> [PAGE EXCERPT]:

Finally we will write the data to the file. We will use st_write function, which is used for writing sf objects to the file.

st_write(vzchu_merged, "output/vzchu_out.shp")

If you want to owerwrite the existing fil you can control the behavior with append or delete_dsn arguments, see ?st_write for more details.

st_write(vzchu_merged, "output/vzchu_out.shp", append = FALSE)
# or 
st_write(vzchu_merged, "output/vzchu_out.shp", delete_dsn = TRUE)

Summary

Main outcomes

  • read and write spatial vector data with st_read and st_write
  • treat sf objects as data.frame and use the same functionality for data manipulation
  • plot spatial and non-spatial data with basic plot functions
  • perform basic exploration of the spatial data - calculate bounding box, check and transform the CRS, calculate area and perimeter
  • joining tables with merge function

Function overview

General

  • names() - return the names of the columns in a data frame
  • plot(), hist(), barplot() - basic plots
  • merge() - merge two data frames by matching column values

Spatial - sf package

  • st_read() - read a spatial file and create an sf object
  • st_bbox() - calculate the bounding box of the geometries
  • st_crs() - return the coordinate reference system of the data
  • st_transform() - transform the data to another coordinate reference system
  • st_area() - calculate the area of the geometries
  • st_perimeter() - calculate the perimeter of the geometries
  • st_write() - write an sf object to a spatial file

Practice exploration

  • Plot only National Parks

> [PROMPT]: Print the passage of the R spatial data tutorial between "Finally we will" and "delete_dsn = TRUE)", inclusive, with no changes to its wording.

> [DATASET EXTRACT]:
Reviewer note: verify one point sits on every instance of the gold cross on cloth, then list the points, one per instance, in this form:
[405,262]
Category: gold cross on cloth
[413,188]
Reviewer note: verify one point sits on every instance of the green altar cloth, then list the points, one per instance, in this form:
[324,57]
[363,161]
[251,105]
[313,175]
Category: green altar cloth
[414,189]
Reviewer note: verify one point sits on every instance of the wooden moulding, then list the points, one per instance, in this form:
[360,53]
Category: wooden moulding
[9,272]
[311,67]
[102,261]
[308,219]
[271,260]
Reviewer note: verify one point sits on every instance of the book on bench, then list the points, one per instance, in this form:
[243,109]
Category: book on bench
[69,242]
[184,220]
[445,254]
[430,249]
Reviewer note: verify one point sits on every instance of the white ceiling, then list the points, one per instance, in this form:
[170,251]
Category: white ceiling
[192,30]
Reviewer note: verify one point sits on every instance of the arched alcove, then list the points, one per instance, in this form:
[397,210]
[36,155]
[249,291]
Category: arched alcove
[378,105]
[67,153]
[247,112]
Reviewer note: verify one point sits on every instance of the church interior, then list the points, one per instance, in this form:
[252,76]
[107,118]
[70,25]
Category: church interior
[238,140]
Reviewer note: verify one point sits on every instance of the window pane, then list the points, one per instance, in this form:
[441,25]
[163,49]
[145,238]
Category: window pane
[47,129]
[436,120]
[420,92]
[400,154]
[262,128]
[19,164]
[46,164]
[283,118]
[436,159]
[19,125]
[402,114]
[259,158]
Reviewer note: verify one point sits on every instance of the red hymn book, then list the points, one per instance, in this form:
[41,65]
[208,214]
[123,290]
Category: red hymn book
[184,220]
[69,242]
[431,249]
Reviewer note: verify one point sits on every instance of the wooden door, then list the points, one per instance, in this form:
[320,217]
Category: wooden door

> [EXERCISE SOLUTION]:
Finally we will write the data to the file. We will use st_write function, which is used for writing sf objects to the file.

st_write(vzchu_merged, "output/vzchu_out.shp")

If you want to owerwrite the existing fil you can control the behavior with append or delete_dsn arguments, see ?st_write for more details.

st_write(vzchu_merged, "output/vzchu_out.shp", append = FALSE)
# or 
st_write(vzchu_merged, "output/vzchu_out.shp", delete_dsn = TRUE)